Saved entries
----------------------------------------

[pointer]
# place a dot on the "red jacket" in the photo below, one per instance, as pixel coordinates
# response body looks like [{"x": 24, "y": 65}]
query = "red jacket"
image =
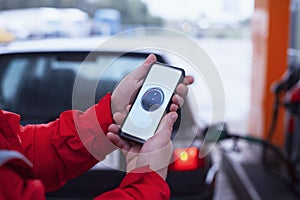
[{"x": 35, "y": 159}]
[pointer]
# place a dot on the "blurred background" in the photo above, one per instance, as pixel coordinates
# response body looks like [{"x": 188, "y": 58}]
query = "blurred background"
[
  {"x": 215, "y": 25},
  {"x": 252, "y": 43}
]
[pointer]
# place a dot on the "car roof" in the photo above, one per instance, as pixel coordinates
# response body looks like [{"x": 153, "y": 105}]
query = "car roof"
[{"x": 55, "y": 44}]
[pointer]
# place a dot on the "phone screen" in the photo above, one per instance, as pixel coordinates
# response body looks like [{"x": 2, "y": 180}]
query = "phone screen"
[{"x": 151, "y": 102}]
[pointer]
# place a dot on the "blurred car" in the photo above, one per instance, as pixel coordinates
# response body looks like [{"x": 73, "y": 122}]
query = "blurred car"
[
  {"x": 48, "y": 22},
  {"x": 37, "y": 79}
]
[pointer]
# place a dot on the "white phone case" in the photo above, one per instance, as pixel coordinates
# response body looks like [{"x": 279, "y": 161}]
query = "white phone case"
[{"x": 151, "y": 102}]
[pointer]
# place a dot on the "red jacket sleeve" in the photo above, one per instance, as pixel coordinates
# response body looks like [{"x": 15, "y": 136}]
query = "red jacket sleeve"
[
  {"x": 146, "y": 186},
  {"x": 13, "y": 186},
  {"x": 67, "y": 147}
]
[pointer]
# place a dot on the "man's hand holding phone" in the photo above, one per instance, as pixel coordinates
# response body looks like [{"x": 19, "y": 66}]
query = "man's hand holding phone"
[{"x": 157, "y": 150}]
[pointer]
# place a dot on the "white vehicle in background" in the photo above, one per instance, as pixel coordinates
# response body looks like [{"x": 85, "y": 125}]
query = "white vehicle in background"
[
  {"x": 29, "y": 23},
  {"x": 37, "y": 79}
]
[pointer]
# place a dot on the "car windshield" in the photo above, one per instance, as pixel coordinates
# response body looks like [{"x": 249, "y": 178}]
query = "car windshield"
[{"x": 39, "y": 86}]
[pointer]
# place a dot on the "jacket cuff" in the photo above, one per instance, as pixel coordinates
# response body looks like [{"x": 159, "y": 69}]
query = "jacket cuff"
[
  {"x": 147, "y": 177},
  {"x": 103, "y": 112}
]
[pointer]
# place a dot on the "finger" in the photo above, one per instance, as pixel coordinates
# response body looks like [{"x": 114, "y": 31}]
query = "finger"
[
  {"x": 119, "y": 142},
  {"x": 174, "y": 107},
  {"x": 188, "y": 80},
  {"x": 114, "y": 128},
  {"x": 128, "y": 108},
  {"x": 182, "y": 90},
  {"x": 119, "y": 118},
  {"x": 140, "y": 73},
  {"x": 178, "y": 100}
]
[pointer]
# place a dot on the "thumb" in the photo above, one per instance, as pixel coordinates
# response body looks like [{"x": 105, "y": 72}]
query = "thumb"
[{"x": 166, "y": 126}]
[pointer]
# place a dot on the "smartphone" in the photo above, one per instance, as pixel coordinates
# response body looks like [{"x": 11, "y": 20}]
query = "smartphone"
[{"x": 151, "y": 103}]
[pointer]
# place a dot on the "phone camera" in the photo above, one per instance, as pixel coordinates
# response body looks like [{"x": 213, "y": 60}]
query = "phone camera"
[{"x": 152, "y": 99}]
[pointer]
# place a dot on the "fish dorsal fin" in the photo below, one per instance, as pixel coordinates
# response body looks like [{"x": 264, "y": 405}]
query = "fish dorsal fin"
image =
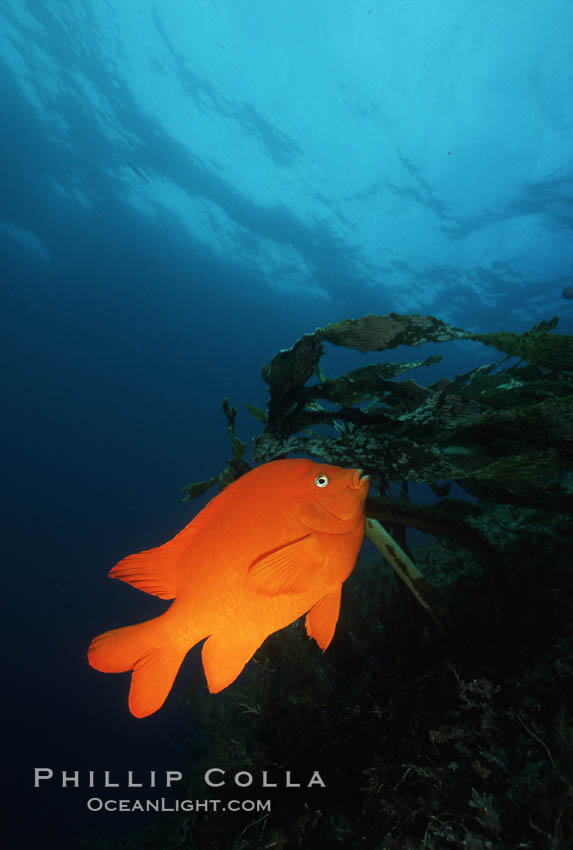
[
  {"x": 153, "y": 570},
  {"x": 322, "y": 618},
  {"x": 284, "y": 570}
]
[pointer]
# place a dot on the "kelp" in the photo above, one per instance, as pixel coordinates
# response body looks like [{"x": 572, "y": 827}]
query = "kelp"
[{"x": 503, "y": 431}]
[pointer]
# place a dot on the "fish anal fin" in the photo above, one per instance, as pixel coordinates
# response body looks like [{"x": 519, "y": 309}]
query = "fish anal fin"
[
  {"x": 150, "y": 651},
  {"x": 284, "y": 570},
  {"x": 321, "y": 620},
  {"x": 154, "y": 571},
  {"x": 224, "y": 657}
]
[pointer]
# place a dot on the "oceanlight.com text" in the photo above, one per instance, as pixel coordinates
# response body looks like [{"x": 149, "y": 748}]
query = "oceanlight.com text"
[{"x": 162, "y": 804}]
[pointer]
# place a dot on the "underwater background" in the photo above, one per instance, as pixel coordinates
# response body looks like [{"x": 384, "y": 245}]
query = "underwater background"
[{"x": 186, "y": 187}]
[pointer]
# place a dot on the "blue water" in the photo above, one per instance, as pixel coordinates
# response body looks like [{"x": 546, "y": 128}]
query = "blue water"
[{"x": 185, "y": 188}]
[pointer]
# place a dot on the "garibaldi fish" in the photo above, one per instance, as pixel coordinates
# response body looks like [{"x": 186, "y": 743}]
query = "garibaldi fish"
[{"x": 275, "y": 544}]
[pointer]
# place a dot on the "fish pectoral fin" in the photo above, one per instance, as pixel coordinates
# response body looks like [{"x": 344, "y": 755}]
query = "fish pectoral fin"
[
  {"x": 285, "y": 570},
  {"x": 321, "y": 620},
  {"x": 224, "y": 656}
]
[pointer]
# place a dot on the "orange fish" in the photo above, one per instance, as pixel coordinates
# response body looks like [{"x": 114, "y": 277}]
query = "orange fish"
[{"x": 274, "y": 545}]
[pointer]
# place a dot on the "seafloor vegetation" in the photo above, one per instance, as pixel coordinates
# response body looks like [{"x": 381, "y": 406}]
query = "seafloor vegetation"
[{"x": 447, "y": 724}]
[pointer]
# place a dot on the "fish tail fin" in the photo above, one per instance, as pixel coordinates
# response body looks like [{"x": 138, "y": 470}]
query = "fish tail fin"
[{"x": 149, "y": 650}]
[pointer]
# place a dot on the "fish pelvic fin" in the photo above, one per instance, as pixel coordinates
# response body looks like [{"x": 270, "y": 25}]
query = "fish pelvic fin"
[
  {"x": 149, "y": 650},
  {"x": 321, "y": 620},
  {"x": 224, "y": 657}
]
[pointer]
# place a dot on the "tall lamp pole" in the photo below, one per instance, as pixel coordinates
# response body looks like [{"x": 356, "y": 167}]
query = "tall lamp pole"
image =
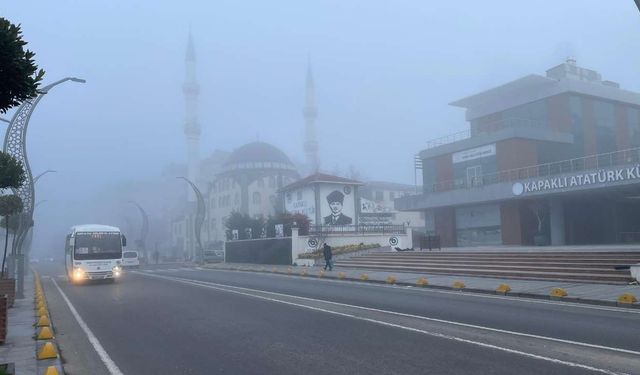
[
  {"x": 144, "y": 231},
  {"x": 199, "y": 220},
  {"x": 15, "y": 144}
]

----------------------------------------

WHAT IS ASKED: Pick out each line in the items above that contains the string "oceanlight". The match is case-sensitive.

ANSWER TO THE TASK:
# place a dot on the "oceanlight.com text" in the photo above, one per instance, as pixel coordinates
query = "oceanlight.com text"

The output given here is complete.